- _WHAT THIS TASK INVOLVES_
Using the records below, transcribe word for word the stretch from the line that contains "Query: dark tree line" through the line that contains "Locate the horse's head;", both end lines included, and nothing else.

- _DATA FOR PROCESSING_
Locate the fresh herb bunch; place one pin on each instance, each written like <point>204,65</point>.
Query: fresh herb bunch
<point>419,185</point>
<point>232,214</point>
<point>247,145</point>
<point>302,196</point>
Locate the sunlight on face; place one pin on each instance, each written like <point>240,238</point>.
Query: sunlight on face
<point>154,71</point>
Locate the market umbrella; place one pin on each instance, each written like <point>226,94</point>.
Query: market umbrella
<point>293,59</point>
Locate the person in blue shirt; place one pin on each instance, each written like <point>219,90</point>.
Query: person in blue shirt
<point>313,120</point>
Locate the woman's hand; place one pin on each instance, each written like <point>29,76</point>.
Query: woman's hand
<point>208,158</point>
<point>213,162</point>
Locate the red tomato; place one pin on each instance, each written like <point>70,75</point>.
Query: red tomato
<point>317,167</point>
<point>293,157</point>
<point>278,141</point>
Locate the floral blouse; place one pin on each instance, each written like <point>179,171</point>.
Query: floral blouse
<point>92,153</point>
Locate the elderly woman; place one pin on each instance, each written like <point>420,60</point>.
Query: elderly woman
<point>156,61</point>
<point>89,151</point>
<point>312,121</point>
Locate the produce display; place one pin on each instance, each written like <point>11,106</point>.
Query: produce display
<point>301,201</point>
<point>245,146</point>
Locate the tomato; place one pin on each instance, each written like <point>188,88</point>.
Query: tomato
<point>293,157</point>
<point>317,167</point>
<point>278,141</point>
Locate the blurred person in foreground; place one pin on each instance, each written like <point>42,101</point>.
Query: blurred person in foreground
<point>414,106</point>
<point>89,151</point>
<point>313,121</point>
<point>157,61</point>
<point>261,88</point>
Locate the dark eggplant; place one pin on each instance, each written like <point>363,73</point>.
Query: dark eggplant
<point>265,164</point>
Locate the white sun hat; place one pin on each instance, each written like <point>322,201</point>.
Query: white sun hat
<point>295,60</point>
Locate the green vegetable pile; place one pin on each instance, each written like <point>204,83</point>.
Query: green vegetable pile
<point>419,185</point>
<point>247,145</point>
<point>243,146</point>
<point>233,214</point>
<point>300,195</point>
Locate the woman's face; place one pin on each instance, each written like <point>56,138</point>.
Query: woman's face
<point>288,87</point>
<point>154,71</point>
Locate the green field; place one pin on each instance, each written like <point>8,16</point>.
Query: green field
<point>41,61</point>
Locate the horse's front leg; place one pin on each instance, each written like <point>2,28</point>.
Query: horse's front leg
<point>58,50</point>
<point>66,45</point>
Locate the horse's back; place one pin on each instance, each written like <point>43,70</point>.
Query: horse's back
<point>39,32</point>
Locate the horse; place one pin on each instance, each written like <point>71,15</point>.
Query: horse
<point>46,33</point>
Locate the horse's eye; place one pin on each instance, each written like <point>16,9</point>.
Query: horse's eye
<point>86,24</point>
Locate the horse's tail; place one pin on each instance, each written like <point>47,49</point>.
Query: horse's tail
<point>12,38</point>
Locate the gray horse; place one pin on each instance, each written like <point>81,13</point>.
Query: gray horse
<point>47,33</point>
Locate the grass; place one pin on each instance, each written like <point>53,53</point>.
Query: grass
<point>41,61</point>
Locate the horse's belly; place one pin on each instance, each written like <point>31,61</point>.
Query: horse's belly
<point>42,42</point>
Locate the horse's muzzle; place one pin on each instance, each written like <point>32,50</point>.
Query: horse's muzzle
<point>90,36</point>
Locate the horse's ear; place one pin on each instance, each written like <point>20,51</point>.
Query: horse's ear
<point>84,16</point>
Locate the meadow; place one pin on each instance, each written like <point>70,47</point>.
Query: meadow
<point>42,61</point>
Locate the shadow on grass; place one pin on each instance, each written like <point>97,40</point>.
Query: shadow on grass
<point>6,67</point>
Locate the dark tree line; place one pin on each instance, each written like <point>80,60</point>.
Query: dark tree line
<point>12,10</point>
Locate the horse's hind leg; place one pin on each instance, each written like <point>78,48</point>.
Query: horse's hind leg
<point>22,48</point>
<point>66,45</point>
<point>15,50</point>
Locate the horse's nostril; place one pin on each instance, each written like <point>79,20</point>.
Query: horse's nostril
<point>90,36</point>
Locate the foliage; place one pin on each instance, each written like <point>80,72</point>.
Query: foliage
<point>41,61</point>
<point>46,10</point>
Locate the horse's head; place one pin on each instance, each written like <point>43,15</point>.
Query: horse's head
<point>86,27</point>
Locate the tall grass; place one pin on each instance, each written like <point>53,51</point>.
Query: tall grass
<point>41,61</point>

- _RESULT_
Query: dark tree line
<point>12,10</point>
Locate the horse's hind leg; place one pin on each instance, each written like <point>78,48</point>.
Query: horse's hind leg
<point>22,48</point>
<point>66,45</point>
<point>15,50</point>
Locate the horse's nostril; place one pin on each instance, each written like <point>79,20</point>.
Query: horse's nostril
<point>90,36</point>
Locate the foliage; place one pin on each instance, each written like <point>80,72</point>.
Query: foliage
<point>41,61</point>
<point>46,10</point>
Locate the horse's head; place one pin on each instance, each written like <point>43,15</point>.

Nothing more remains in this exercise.